Задания для выполнения:
1. Перечислите все денежные суммы в рублях, которые упомянуты в отрывке о поддержке Музея.
2. Выведите без изменений строки записей, начиная с самой первой записи и заканчивая строкой с «<point>180,220</point>» включительно.

Отрывок текста:
>>>>>

1 марта, воскресенье

Нынешний день был очень счастливым. Виделся с Ив[аном] Карловичем] Прове, который оказался человеком очень любезным и расположенным к Музею. Вспомнивши свои годы учения в 3-ей московской гимназии, где его имя записано на золотой доске, он признал особую полезность учреждения нашего Музея и обещал взять стоимость целого зала на себя; цена его определится им с архитектором Клейном. Вместе с этим он высказал намерение заинтересовать Музеем К. Т. Солдатенкова, относительно которого я сам бессилен. Сколько ни писал я ему писем, сколько ни беседовал с ним на эту тему сам, старик оставался до сих пор глух. Причина этого председательство великого князя в Комитете и название Музея именем Александра III. С великим князем он не в ладах из-за Училища живописи, ваяния и зодчества, а император Александр III как государь, оберегавший православие и сторонник строго национальной политики, несимпатичен Солдатенкову, занимающему первостепенное место среди московских старообрядцев и считающему себя «либеральным европейцем», хотя этот западный европеец не знает ни одного иностранного языка и пишет даже по-русски безграмотно, как простои мужик. Разговаривали мы с Прове о том, почему русские капиталисты и природные москвичи, вроде Саввы Морозова, не идут к нам в Комитет и отказываются помогать возникновению Музея, тогда как московские же коммерсанты с западноевропейскими фамилиями, напротив, охотно принимают участие в нашем деле, вызывающем их на материальные жертвы. Причина этого одна: большая культурность иностранцев сравнительно с нами. Наши купцы большею частью внуки простых мужиков – иностранные же коммерсанты имеют за собой, во всяком случае, более культурных предков.

От Прове я поехал к его родственнику И. Ю. Шульцу, занимающему видное место на Московской бирже. Он сильный сторонник нашего предприятия и обещает принести большую пользу своими отношениями к купеческому миру. По его словам, он налаживает жертву для Музея в 150000 рублей и обещает заняться раздачею зал Музея на выстройку отдельным лицам. Он же повторил Клейну, чтобы мы «спали спокойно» и не беспокоились на этот счет: залы де будут розданы. От Щульца я переехал к Захарьиным, которых мне нужны было поблагодарить за скульптуры Парфенона. Мать и старшая дочь, А. Г. Подгорецкая, выражали сожаление, что молодой Захарьин, задавленный сейчас делами и большими расходами, не сделал для Музея большей жертвы. Мать при этом сказала: «Погодите, дайте ему осмотреться, он сделает после и больше». Подгорецкая же, сильно увлеченная идеей Музея, неожиданно для меня, предложила мне принять 25 тысяч рублей из ее личного капитала, которым она начинает владеть лишь первые дни. Я, разумеется, отказался ввиду необдуманности такого предложения. Тогда она вместе с матерью стали просить меня принять стоимость скульптур эпохи Возрождения с Микеланджело в центре. За этот дар я горячо поблагодарил, так как он не превысит 5000 рублей.

<<<<<

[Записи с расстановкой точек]
>>>>>

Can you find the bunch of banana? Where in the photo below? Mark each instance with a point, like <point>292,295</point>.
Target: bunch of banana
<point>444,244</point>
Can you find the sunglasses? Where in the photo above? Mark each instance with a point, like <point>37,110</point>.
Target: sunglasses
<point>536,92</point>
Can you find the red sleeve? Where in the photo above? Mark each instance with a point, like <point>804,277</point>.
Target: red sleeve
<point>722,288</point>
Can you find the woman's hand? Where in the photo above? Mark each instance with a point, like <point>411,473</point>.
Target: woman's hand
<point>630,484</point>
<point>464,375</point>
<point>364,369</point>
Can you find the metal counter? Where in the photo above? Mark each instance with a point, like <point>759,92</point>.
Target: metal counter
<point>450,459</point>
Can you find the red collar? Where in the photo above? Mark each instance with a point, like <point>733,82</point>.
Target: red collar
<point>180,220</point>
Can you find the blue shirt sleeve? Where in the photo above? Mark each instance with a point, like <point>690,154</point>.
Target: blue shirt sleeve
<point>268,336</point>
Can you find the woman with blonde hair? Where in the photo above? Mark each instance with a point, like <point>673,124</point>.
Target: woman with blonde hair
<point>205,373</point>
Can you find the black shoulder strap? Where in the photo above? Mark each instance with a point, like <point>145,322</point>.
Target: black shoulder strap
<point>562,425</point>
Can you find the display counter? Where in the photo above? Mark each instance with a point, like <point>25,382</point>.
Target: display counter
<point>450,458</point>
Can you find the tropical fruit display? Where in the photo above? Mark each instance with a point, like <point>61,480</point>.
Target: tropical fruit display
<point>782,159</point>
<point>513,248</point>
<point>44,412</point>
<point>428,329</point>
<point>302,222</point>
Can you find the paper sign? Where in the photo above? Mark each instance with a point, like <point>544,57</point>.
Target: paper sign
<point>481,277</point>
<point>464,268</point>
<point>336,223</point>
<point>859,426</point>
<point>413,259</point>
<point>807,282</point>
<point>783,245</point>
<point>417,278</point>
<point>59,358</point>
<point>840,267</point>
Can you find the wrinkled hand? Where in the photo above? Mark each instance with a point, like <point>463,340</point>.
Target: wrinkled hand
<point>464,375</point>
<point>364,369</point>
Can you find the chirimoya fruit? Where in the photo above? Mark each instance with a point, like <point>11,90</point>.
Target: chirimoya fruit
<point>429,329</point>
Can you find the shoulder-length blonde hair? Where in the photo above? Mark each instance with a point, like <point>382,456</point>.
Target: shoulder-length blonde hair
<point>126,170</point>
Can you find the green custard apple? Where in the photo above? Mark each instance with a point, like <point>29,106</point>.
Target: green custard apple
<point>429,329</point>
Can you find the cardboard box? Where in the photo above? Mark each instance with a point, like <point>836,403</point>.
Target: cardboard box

<<<<<

Решения по заданиям:
1. В отрывке упомянуты три суммы: 150000 рублей, 25 тысяч рублей и 5000 рублей.

2.
Can you find the bunch of banana? Where in the photo below? Mark each instance with a point, like <point>292,295</point>.
Target: bunch of banana
<point>444,244</point>
Can you find the sunglasses? Where in the photo above? Mark each instance with a point, like <point>37,110</point>.
Target: sunglasses
<point>536,92</point>
Can you find the red sleeve? Where in the photo above? Mark each instance with a point, like <point>804,277</point>.
Target: red sleeve
<point>722,288</point>
Can you find the woman's hand? Where in the photo above? Mark each instance with a point, like <point>411,473</point>.
Target: woman's hand
<point>630,484</point>
<point>464,375</point>
<point>364,369</point>
Can you find the metal counter? Where in the photo above? Mark each instance with a point, like <point>759,92</point>.
Target: metal counter
<point>450,459</point>
Can you find the red collar? Where in the photo above? Mark each instance with a point, like <point>733,82</point>.
Target: red collar
<point>180,220</point>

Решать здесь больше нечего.